[Collected data entries]
— BEGIN —
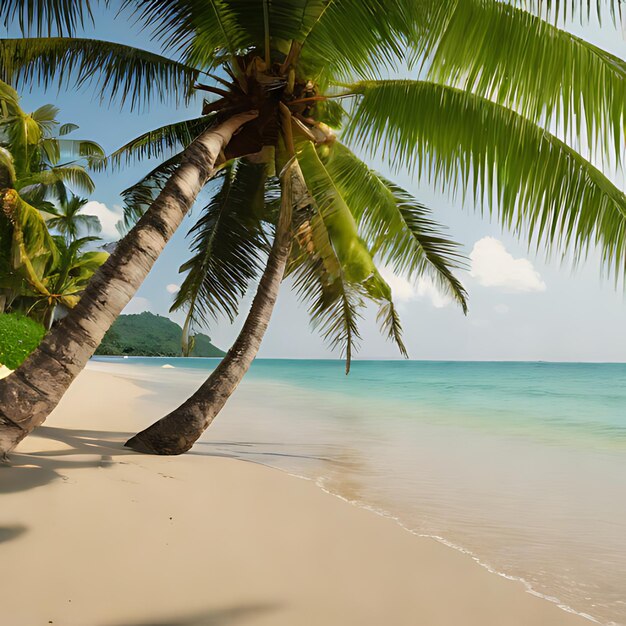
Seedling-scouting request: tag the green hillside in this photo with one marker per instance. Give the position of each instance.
(147, 334)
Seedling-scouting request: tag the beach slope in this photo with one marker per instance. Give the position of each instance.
(92, 534)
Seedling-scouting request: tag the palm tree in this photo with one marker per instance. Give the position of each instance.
(32, 178)
(44, 161)
(473, 114)
(67, 219)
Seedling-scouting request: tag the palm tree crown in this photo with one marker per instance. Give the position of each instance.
(482, 83)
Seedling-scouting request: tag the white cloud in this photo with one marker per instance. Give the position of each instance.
(493, 266)
(405, 291)
(108, 217)
(137, 305)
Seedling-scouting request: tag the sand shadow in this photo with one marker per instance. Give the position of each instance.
(230, 616)
(11, 532)
(29, 470)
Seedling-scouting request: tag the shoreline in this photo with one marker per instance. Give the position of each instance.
(330, 563)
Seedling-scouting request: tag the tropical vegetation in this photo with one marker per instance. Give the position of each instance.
(38, 166)
(19, 336)
(146, 334)
(466, 93)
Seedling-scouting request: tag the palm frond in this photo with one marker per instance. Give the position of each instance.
(115, 71)
(581, 10)
(228, 243)
(66, 129)
(73, 176)
(400, 229)
(160, 143)
(464, 141)
(195, 29)
(7, 170)
(347, 270)
(138, 198)
(521, 61)
(334, 304)
(354, 38)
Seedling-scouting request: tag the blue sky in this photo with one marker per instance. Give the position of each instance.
(522, 305)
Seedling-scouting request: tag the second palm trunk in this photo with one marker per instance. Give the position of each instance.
(180, 429)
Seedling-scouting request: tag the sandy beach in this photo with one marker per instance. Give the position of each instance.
(93, 534)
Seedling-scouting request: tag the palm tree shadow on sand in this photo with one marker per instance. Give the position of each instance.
(231, 616)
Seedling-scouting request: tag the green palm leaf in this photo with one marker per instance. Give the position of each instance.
(161, 142)
(194, 28)
(73, 176)
(116, 71)
(46, 16)
(464, 141)
(7, 170)
(348, 264)
(228, 242)
(139, 197)
(513, 57)
(355, 38)
(400, 229)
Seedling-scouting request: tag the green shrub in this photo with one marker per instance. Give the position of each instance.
(19, 336)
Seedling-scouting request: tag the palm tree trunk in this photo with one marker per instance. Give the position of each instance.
(179, 430)
(35, 388)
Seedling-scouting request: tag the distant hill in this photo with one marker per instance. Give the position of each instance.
(146, 334)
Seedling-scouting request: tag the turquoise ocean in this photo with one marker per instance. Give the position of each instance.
(520, 465)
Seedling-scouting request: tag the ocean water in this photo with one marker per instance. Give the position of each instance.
(521, 465)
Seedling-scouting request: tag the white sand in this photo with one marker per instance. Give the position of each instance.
(94, 535)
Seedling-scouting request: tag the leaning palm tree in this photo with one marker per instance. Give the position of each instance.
(473, 113)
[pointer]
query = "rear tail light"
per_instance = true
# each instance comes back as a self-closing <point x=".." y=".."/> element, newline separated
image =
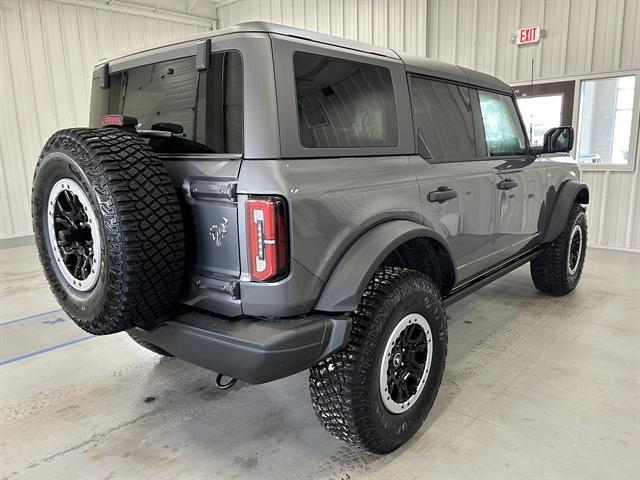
<point x="267" y="238"/>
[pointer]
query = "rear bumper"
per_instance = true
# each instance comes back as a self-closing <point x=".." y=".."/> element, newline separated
<point x="250" y="349"/>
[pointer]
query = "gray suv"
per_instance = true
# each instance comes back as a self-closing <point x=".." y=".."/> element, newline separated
<point x="261" y="200"/>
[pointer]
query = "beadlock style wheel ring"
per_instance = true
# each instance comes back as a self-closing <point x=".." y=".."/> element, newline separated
<point x="73" y="234"/>
<point x="406" y="363"/>
<point x="575" y="249"/>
— END —
*PROBLEM*. Drop the pictures and reproduce the rest of the entries above exactly.

*THE RESPONSE*.
Seedling-scouting request: tag the green hillside in this photo with one marker per instance. Give the position of each instance.
(147, 334)
Seedling-scouting request: tag the beach slope in this photo with one marker per instance. Give the position of each instance.
(92, 534)
Seedling-scouting request: tag the palm tree in this photo with one marker per instance. Give the position of each instance.
(32, 178)
(44, 161)
(473, 114)
(67, 219)
Seedling-scouting request: tag the palm tree crown in this photo with one marker per instance. Give the position of each instance.
(482, 83)
Seedling-scouting request: tag the white cloud in this photo with one marker per instance. Give the position of each instance.
(493, 266)
(405, 291)
(108, 217)
(137, 305)
Seedling-scouting request: tag the sand shadow in this photo with one marker per instance. Give the position of each instance.
(230, 616)
(11, 532)
(29, 470)
Seedling-scouting request: tag the shoreline in this photo with one marker per instance. Give the position of each instance.
(330, 563)
Seedling-scouting request: tag the tropical vegetation in this photo with one marker per instance. Give the position of each instance.
(38, 166)
(19, 336)
(146, 334)
(466, 93)
Seedling-scouting request: tag the palm frond in this photo with one marker per instance. Give the position of each instance.
(115, 71)
(581, 10)
(228, 243)
(66, 129)
(73, 176)
(400, 229)
(160, 143)
(464, 141)
(195, 29)
(7, 170)
(347, 270)
(138, 198)
(521, 61)
(334, 304)
(354, 38)
Seedling-scouting request: tag the blue sky in this photo with one marker per instance. Give the position of each instance.
(522, 305)
Seedling-scouting request: tag the second palm trunk in this photo with one marker per instance. Give the position of each instance.
(180, 429)
Seedling-scouting request: tag the sandy beach in this photo with one marker per instance. Give the position of each instance.
(93, 534)
Seedling-scouting request: tag the palm tree shadow on sand in this photo with one marker per instance. Give the position of each instance.
(231, 616)
Seedling-scouting request: tag the green palm leaf in this photo with one marker per instance. Give the position of each instance.
(161, 142)
(194, 28)
(73, 176)
(116, 71)
(46, 16)
(464, 141)
(7, 170)
(348, 264)
(228, 242)
(139, 197)
(513, 57)
(355, 38)
(400, 229)
Seedling-scouting request: tag the green shrub in this photo with one marker per instance. Give the position of each instance.
(19, 336)
Seedling-scouting request: tag the palm tree trunk in this photo with one marker per instance. Give the position of each instance.
(179, 430)
(35, 388)
Seedling-scouting request: tag the distant hill in this photo with one marker per instance. Give the position of each instance.
(146, 334)
Seedling-scouting request: tag the turquoise ocean in this photo with one marker per instance. Give the position of each instance.
(520, 465)
Seedling-scouting request: tag the ocean water in this photo with one marker per instance. Give the position of each instance.
(521, 465)
Seedling-scouting request: tag the white sand in this photo with one marker per instance. Give the position of each instance.
(94, 535)
Seedling-scouting request: tag the leaning palm tree in this photo with one marker per instance. Give the position of each instance.
(473, 113)
[pointer]
query = "rear tail light"
per_instance = true
# each instance comes back as a self-closing <point x=".." y=".."/> element, newline separated
image =
<point x="267" y="238"/>
[pointer]
query = "rear bumper"
per_instance = true
# each instance comes back as a self-closing <point x=".." y=".."/> element, newline separated
<point x="250" y="349"/>
[pointer]
query = "gray suv"
per_instance = true
# each instance comes back as a self-closing <point x=".." y=".."/> element, newline separated
<point x="261" y="200"/>
[pointer]
query = "beadlock style wheel ring"
per_instance = true
# each instance comes back as a self-closing <point x=".." y=".."/> element, newline separated
<point x="73" y="234"/>
<point x="406" y="363"/>
<point x="575" y="249"/>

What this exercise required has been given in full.